> _STUDY TEXT_:
━━━━━━━━
Interesting post (via Fark Geek) from the Smithsonian on a 1908 article that half guessed-right (airships) and half guessed-wrong (airplanes) on the essential uselessness of lighter and heavier than air flight; comments there led to this Scientific American post from last year that essentially argues that alternate universes are effectively impossible*. It’s mostly of interest because it involves lighter than air flight – which people seem to like just having around, for some reason – but it’s also interesting to see how badly you can mess up predictions when you don’t extrapolate from current trends correctly. From the 1908 article:
It is said that the leading military nations are vying with each other at the present time in the development of military air-ships, but this does not prove that these structures can be made practically useful in the serious business of actual warfare… Of all the apparatus ever proposed for use on the battle-field, a flying-machine is beyond all question the most vulnerable. It offers an ideal mark to the bullets of the enemy. Its limitations of weight forbid its protection by any sort of armor. Had the flying-machine been developed forty or fifty years ago, when projectiles were limited to small velocities and short ranges, it might have performed some service in observing the enemy’s forces; but with modern infantry rifles discharging projectiles with an initial velocity of 2,700 feet per second, and with light artillery fitted to discharge a perfect hail-storm of bullets having equal velocity and range, the rise of an air-ship at any point within several miles of a hostile army would be merely the signal for its immediate destruction.
━━━━━━━━
(Records taken from a dataset)
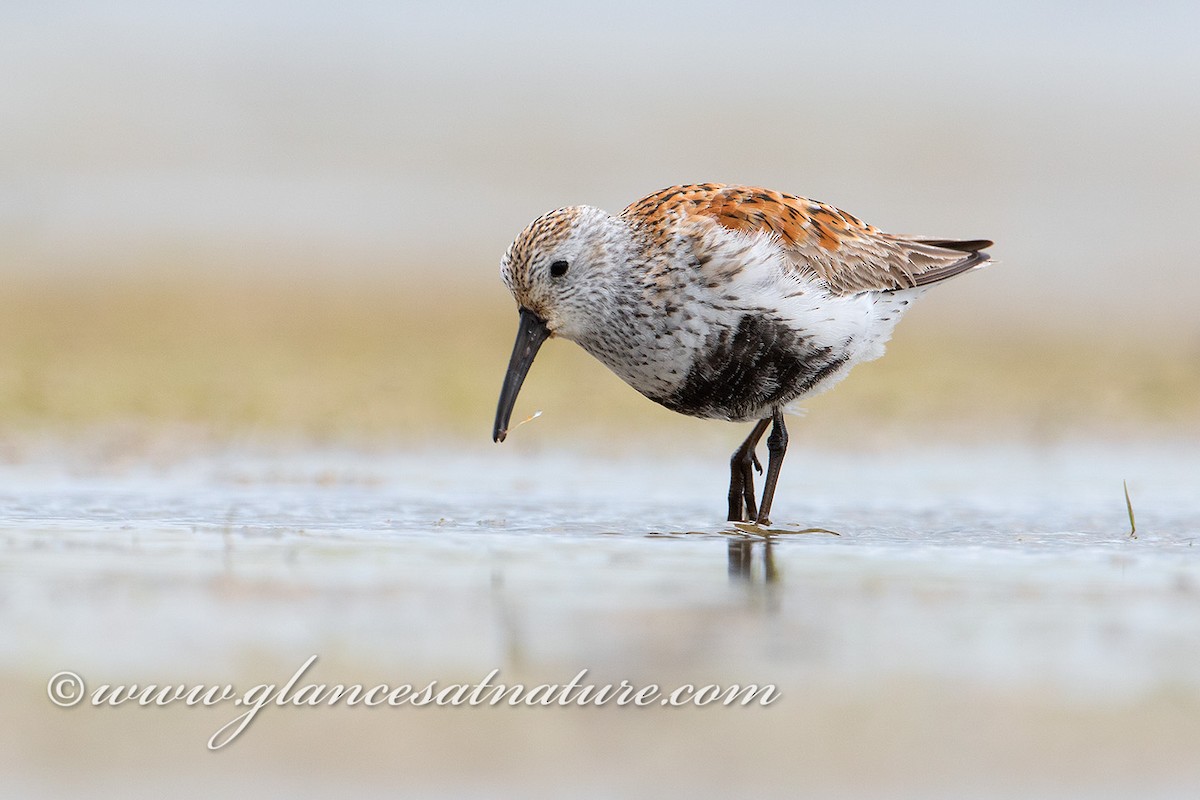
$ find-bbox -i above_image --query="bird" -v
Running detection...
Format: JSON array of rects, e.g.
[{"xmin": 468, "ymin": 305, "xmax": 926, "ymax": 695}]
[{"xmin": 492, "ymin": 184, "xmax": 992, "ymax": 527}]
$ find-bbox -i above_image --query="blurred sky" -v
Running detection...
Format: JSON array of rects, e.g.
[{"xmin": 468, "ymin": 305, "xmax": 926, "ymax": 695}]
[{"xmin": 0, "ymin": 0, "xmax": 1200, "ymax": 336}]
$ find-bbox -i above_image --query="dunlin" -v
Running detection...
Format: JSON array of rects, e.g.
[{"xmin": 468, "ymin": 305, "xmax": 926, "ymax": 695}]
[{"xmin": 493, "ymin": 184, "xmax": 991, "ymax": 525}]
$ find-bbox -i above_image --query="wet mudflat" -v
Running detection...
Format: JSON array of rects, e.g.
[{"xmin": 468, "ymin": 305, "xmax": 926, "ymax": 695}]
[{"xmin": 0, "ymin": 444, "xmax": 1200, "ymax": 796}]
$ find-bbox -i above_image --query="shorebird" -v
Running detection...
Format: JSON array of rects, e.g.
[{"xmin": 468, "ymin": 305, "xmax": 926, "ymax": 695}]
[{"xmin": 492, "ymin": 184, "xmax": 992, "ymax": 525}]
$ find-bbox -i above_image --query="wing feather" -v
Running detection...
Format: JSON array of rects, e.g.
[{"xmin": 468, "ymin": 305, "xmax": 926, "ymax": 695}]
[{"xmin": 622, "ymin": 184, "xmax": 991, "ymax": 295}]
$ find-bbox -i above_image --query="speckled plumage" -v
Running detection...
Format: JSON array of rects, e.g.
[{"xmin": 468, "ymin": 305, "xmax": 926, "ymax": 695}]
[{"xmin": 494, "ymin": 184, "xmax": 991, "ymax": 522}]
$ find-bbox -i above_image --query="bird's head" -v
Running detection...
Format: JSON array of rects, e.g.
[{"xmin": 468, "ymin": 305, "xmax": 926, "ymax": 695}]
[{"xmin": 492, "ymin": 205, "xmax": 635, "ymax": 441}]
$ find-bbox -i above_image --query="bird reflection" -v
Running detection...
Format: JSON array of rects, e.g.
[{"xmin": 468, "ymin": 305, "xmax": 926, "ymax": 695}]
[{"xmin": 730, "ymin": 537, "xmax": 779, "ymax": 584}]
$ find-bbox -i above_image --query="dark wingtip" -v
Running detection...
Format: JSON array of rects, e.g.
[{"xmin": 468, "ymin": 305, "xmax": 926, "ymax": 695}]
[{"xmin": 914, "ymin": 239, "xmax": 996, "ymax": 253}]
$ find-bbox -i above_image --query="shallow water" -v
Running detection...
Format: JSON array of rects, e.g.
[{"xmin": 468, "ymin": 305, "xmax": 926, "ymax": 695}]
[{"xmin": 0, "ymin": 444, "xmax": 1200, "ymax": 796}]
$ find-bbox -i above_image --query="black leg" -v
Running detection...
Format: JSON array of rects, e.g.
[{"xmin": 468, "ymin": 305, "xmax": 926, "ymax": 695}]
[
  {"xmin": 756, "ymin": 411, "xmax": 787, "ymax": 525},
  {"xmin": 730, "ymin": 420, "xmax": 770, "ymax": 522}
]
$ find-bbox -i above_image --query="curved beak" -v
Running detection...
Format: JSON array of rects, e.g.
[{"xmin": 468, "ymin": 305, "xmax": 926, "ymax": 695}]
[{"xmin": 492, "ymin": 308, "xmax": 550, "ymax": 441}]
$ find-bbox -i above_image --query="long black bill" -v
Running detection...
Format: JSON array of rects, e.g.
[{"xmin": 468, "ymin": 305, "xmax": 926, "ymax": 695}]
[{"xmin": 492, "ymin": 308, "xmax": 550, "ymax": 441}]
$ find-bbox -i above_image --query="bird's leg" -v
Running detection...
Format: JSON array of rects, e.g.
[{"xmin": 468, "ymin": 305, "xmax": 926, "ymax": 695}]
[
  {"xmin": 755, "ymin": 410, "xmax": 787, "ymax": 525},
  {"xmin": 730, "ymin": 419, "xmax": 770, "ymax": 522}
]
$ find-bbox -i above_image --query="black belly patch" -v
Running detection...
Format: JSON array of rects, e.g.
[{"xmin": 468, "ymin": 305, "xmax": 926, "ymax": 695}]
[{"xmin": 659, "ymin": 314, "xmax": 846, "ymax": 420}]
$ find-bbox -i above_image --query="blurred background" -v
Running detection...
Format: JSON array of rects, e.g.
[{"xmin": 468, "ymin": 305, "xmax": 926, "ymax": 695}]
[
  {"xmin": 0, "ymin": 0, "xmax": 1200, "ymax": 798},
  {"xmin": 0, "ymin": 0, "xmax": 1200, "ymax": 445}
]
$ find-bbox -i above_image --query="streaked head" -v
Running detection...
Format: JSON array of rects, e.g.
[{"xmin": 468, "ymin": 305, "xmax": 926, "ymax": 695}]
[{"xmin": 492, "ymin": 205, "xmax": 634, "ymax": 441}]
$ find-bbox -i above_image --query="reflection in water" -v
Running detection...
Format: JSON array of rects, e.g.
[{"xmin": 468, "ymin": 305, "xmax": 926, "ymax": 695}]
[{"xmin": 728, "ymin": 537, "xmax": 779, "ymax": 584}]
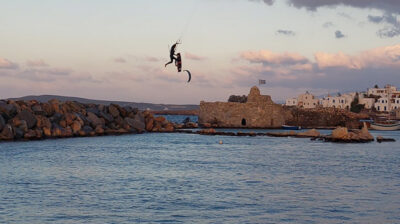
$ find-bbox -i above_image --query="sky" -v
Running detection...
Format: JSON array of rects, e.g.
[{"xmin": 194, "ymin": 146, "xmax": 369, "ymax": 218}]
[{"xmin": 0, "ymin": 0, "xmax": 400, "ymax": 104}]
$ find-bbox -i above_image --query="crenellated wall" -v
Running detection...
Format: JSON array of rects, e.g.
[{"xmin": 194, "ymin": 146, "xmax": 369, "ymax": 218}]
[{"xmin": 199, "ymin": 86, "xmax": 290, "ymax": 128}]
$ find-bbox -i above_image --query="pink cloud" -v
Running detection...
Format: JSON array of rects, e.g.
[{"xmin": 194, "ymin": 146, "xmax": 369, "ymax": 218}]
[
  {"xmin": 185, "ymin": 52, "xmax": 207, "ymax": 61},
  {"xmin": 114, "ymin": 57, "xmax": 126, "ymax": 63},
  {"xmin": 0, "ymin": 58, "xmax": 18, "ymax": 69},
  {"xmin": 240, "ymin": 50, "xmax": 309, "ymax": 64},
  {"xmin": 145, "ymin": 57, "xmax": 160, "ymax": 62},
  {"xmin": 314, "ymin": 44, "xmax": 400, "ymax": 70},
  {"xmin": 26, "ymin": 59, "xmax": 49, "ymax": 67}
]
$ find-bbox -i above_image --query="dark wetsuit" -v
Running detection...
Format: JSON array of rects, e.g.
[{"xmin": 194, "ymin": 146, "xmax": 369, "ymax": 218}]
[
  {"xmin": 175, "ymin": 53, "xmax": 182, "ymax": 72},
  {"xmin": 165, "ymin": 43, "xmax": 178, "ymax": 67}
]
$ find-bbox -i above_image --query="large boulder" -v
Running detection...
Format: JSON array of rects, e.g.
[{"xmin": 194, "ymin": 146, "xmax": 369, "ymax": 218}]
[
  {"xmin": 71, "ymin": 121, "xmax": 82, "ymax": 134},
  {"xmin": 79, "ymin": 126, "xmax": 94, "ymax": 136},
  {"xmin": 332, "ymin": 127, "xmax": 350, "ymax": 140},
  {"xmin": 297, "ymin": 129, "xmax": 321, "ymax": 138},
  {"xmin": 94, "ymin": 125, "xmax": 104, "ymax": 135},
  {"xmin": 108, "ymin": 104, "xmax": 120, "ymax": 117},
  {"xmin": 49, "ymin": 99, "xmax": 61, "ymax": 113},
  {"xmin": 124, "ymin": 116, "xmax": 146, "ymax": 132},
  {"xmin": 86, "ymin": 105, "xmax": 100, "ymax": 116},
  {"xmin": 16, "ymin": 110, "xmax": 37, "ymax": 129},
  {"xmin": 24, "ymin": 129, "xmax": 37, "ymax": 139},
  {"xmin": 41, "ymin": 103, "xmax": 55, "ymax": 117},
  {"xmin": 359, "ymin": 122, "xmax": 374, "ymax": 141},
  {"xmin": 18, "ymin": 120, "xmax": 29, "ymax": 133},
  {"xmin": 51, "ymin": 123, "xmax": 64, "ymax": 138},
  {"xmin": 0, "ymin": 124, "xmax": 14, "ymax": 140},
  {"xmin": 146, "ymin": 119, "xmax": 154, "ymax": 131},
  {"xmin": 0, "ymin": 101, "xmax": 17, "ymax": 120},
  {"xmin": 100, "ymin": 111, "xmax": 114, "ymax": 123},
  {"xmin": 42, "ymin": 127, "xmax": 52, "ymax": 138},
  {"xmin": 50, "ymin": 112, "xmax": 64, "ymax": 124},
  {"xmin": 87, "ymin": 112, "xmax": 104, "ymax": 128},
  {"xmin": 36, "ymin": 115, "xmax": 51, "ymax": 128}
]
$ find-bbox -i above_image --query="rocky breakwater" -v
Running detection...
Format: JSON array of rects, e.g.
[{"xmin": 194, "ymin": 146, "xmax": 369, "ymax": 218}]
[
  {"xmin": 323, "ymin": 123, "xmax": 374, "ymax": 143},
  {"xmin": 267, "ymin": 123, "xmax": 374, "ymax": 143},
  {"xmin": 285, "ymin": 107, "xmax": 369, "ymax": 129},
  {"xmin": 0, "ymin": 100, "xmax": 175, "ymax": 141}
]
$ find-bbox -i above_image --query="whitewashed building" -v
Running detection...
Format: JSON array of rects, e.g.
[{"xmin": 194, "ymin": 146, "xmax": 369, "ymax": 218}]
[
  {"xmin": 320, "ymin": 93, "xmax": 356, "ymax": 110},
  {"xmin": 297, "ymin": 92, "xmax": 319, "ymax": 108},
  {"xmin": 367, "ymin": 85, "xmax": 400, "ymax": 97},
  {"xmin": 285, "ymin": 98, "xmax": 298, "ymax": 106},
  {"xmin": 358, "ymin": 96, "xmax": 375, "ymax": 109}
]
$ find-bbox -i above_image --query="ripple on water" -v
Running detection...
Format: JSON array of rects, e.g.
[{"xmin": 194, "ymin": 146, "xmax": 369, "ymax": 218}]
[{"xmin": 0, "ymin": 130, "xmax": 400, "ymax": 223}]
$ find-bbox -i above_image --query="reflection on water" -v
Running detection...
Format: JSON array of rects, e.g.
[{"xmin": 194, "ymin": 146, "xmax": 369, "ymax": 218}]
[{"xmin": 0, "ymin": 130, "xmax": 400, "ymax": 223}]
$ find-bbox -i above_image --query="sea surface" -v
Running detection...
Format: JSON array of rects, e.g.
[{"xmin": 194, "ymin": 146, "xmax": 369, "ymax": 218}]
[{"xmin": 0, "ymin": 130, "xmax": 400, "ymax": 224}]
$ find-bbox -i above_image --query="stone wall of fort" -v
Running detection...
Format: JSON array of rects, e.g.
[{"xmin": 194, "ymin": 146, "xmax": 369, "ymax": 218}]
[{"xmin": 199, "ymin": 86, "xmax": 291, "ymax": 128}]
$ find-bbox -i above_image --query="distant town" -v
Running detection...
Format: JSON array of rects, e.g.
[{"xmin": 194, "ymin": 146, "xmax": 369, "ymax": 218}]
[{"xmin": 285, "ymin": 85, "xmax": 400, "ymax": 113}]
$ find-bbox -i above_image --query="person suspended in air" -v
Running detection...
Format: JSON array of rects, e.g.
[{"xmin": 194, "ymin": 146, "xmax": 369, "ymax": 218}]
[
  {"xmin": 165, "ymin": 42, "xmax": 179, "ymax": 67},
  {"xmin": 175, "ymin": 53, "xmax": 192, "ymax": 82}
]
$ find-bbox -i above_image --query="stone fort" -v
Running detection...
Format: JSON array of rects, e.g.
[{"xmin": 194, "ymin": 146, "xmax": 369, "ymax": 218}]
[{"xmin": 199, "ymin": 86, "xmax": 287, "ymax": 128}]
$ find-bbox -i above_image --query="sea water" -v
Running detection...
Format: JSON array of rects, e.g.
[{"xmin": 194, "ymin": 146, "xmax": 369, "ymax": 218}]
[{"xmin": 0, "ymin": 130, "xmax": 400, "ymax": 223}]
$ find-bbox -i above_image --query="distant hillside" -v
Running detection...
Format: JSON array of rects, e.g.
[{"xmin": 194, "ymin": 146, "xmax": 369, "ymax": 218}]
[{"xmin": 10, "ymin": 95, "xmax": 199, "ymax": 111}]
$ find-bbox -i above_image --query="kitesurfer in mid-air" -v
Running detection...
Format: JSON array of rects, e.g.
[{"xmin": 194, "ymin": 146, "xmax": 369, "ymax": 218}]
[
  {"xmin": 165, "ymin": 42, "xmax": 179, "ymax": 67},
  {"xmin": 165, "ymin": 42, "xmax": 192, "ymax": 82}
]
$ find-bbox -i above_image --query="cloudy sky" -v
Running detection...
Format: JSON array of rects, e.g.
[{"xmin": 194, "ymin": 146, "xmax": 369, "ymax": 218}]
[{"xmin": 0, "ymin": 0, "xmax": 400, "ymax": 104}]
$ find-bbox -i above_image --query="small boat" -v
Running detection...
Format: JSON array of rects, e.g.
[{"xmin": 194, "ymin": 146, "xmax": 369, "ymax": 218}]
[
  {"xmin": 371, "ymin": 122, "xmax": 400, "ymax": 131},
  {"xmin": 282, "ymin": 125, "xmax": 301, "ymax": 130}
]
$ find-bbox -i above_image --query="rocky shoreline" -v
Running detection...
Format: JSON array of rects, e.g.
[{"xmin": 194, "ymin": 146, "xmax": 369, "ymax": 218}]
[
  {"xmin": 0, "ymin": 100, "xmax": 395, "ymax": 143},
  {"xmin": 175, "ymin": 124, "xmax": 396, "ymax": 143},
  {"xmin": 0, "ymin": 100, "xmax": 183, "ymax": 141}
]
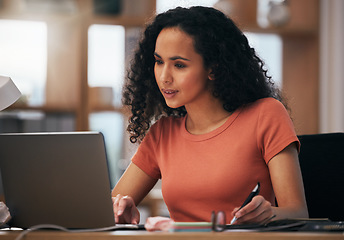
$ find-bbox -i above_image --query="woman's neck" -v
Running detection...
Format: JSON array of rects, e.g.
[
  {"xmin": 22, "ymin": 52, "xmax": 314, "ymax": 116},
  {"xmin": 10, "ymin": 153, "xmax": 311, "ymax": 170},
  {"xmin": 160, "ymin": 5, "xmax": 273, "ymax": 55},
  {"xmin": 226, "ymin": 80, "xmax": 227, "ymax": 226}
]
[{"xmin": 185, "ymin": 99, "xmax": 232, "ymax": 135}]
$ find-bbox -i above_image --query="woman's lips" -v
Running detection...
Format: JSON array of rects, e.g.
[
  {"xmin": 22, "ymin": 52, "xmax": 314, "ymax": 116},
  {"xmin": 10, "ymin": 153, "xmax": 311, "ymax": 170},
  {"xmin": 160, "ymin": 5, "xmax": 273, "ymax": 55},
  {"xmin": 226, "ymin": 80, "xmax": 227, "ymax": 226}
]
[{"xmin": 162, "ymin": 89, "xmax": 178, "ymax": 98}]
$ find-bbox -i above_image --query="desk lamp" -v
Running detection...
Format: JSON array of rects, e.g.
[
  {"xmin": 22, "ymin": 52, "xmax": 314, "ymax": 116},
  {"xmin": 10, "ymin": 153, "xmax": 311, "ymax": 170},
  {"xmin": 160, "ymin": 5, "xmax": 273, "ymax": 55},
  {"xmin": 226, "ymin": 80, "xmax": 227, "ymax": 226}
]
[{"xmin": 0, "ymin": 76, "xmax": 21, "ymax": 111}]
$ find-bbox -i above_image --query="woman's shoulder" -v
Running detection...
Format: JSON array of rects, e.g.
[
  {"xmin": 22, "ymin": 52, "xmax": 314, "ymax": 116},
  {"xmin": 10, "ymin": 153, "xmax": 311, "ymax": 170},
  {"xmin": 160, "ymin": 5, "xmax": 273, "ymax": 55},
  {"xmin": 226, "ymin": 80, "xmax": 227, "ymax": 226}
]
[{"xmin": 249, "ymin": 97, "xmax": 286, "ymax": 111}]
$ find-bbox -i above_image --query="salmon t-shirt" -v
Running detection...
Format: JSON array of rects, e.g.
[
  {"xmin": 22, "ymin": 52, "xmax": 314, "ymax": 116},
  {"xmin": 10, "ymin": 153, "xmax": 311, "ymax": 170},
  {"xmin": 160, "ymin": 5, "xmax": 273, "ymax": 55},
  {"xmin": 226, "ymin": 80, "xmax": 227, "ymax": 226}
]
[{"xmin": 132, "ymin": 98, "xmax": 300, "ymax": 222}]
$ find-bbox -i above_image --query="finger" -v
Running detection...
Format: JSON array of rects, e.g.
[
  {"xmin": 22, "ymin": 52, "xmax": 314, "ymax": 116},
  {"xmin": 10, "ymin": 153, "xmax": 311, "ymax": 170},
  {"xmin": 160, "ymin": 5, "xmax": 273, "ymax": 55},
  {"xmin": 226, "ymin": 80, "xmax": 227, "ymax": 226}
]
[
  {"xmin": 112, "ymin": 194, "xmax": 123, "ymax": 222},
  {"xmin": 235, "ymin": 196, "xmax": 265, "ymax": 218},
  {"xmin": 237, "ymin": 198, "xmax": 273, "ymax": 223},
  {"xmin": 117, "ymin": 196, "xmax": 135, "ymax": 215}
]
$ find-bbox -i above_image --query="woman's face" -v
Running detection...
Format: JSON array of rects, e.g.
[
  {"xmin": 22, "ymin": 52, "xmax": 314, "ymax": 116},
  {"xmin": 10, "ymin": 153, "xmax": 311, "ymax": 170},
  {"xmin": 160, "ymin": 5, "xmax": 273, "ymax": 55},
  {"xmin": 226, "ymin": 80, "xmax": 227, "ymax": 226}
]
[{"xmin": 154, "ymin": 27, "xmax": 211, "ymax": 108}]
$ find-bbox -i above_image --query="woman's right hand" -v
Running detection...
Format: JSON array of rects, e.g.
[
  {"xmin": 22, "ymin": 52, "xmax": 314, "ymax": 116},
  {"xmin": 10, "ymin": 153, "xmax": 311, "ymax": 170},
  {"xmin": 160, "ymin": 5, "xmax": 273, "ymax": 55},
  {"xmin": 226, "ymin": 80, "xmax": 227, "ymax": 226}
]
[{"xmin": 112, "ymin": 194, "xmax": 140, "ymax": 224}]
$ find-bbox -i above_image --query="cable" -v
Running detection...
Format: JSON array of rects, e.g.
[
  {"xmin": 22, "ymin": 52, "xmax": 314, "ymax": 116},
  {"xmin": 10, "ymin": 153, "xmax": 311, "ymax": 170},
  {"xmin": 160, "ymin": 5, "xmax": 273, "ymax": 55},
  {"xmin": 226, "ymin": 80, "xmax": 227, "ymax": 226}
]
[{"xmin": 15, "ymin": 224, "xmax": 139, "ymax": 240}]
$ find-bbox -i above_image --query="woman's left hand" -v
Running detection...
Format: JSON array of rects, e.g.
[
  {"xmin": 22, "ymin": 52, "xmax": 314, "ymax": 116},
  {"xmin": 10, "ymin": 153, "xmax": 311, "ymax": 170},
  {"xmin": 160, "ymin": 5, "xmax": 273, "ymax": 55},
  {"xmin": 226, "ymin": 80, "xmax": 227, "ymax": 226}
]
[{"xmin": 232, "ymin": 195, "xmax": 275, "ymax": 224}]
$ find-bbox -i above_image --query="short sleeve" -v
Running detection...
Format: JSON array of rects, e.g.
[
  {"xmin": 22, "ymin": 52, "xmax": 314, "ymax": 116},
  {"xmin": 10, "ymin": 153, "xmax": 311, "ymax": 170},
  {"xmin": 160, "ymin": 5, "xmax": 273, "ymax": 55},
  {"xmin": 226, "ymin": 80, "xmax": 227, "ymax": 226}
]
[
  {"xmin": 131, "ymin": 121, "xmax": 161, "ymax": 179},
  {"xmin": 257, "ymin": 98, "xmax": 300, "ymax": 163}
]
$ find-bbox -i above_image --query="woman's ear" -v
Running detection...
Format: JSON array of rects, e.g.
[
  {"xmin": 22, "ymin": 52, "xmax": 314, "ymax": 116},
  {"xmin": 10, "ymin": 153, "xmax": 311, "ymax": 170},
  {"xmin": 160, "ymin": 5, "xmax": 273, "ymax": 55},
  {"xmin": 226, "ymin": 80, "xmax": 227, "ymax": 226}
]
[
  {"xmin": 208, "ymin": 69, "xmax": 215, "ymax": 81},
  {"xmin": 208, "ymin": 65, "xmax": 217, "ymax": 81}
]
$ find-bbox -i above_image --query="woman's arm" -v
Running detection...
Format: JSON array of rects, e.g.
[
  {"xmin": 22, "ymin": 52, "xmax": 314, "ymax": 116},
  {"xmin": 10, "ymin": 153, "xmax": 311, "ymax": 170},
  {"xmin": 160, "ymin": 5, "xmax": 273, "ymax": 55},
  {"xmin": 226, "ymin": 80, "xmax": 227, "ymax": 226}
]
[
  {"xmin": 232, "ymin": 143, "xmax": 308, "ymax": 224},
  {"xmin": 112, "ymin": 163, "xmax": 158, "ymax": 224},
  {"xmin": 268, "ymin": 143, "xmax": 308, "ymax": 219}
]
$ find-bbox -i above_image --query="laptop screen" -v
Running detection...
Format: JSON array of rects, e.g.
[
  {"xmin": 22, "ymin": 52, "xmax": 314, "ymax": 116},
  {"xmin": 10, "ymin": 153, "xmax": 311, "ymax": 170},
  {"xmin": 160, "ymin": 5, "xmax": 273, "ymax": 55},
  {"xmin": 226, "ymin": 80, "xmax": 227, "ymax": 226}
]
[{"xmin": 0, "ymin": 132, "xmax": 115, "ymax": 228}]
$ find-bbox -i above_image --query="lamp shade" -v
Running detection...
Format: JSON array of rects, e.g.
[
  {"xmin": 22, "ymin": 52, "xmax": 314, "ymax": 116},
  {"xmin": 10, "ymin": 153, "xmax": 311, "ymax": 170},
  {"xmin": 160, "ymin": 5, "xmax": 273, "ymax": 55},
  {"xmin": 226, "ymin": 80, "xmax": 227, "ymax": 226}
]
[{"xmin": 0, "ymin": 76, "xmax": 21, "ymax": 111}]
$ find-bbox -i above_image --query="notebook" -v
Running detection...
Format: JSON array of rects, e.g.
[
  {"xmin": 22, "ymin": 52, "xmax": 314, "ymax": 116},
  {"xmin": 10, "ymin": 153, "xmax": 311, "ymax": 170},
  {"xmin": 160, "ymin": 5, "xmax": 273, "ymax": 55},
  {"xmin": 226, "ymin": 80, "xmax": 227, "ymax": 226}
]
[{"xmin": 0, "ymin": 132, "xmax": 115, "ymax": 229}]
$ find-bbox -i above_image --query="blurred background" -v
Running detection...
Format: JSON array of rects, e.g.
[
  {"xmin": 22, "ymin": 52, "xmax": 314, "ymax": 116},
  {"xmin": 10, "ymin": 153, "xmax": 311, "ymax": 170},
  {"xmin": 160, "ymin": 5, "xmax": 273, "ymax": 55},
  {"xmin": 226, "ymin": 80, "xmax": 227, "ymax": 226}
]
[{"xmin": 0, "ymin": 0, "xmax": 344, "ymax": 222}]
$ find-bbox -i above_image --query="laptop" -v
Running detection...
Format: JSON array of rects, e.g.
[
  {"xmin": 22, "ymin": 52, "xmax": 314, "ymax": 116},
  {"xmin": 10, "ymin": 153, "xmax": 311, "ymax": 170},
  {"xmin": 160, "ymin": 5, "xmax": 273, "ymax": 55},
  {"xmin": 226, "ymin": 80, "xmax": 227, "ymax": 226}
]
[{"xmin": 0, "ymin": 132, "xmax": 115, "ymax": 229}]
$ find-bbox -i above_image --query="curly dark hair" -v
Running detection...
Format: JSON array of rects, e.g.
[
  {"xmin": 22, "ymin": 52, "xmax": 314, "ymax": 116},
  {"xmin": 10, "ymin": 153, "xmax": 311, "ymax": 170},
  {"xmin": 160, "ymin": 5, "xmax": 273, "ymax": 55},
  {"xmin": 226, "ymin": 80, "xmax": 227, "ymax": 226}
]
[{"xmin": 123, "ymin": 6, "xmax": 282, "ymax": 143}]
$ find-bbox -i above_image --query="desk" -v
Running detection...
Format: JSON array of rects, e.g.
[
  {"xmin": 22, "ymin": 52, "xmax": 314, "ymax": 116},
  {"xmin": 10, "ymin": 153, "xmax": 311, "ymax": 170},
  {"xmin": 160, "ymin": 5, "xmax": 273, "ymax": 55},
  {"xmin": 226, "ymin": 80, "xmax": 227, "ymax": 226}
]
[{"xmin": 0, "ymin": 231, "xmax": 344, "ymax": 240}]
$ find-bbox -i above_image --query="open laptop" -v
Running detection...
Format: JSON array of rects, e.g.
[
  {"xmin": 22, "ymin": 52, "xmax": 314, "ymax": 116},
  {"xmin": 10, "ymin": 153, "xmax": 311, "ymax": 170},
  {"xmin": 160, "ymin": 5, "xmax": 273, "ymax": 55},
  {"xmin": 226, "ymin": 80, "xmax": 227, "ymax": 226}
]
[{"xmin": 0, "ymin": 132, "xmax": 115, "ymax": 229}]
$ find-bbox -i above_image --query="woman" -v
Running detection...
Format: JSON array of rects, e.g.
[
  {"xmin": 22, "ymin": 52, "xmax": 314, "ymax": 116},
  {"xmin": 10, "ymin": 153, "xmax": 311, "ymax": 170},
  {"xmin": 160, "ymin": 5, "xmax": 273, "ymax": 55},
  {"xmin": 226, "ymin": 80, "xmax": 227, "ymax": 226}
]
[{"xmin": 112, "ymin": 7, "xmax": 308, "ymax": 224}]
━━━━━━━━
> _LIST OF TASKS_:
1. According to the post on the 1908 flight article, what initial velocity do modern infantry rifles give their projectiles?
2. Using the post on the 1908 flight article, explain why that article holds that a flying-machine might have served for observation forty or fifty years earlier but would now be destroyed.
3. Carry on the post on the 1908 flight article from the point where it stops.
The records play no part in this work.

> _RESPONSES_:
1. An initial velocity of 2,700 feet per second.

2. Forty or fifty years earlier, projectiles were limited to small velocities and short ranges. Modern rifles and light artillery fire bullets at 2,700 feet per second over long ranges. Any air-ship rising within several miles of a hostile army would therefore be destroyed at once.

3.
I believe that they’re including airplanes in that discussion (although the Germans used Zeppelins effectively in the realm of naval reconnaissance in WWI**); and it’s quite true: a 1908 or 1909 airplane would have been a flying, spastic duck in the Western Front of 1915. Which is why people built better airplanes in the meantime. Easy to mock, except that we do the same thing; ever notice that all the old predictions of 2012 had more flying cars and spaceships, and a hell of a lot less in the way of ubiquitous computer processors? Yeah, there’s a reason for that: we mostly all guessed wrong about technological trends, too. And we’re probably going to keep doing that as well.
So it goes.
Moe Lane
*To quote from Ken Hite’s indispensable Suppressed Transmission 2: The Second Broadcast (“An Alternate-Historical Alphabet”)
Z is for Zeppelin
All Change Points (q.v.), from Xerxes (q.v.) to the last presidential election, create worlds with clean, efficient Zeppelin traffic. Changing history may produce Zeppelins as an inevitable by-product, much as bombarding uranium produces gamma rays. Often, the quickest way to tell if you are in an Alternate History is to look up, rather than at a newspaper or encyclopedia. From this premise, it is not outside the realm of Plausibility (q.v.) that our history between 1900 and 1936 was, in fact, an Alternate History. It would, at least, explain a lot.
Thus: no practical Zeppelin traffic possible, no alternate universe theory to explain quantum mechanics. Pretty straightforward.
**Or so Wikipedia tells me. I knew that the bombing campaigns didn’t work out all that well for Germany, but I was curious if they got some other use out of them.
I used to have a book on space and space flight, co-written by (IIRC) Isaac Asimov back in the late 1940’s. It did all the normal things about how we could build space stations, colonize the Moon, et cetera… ande it also had a section explaining that space combat was purely impossible.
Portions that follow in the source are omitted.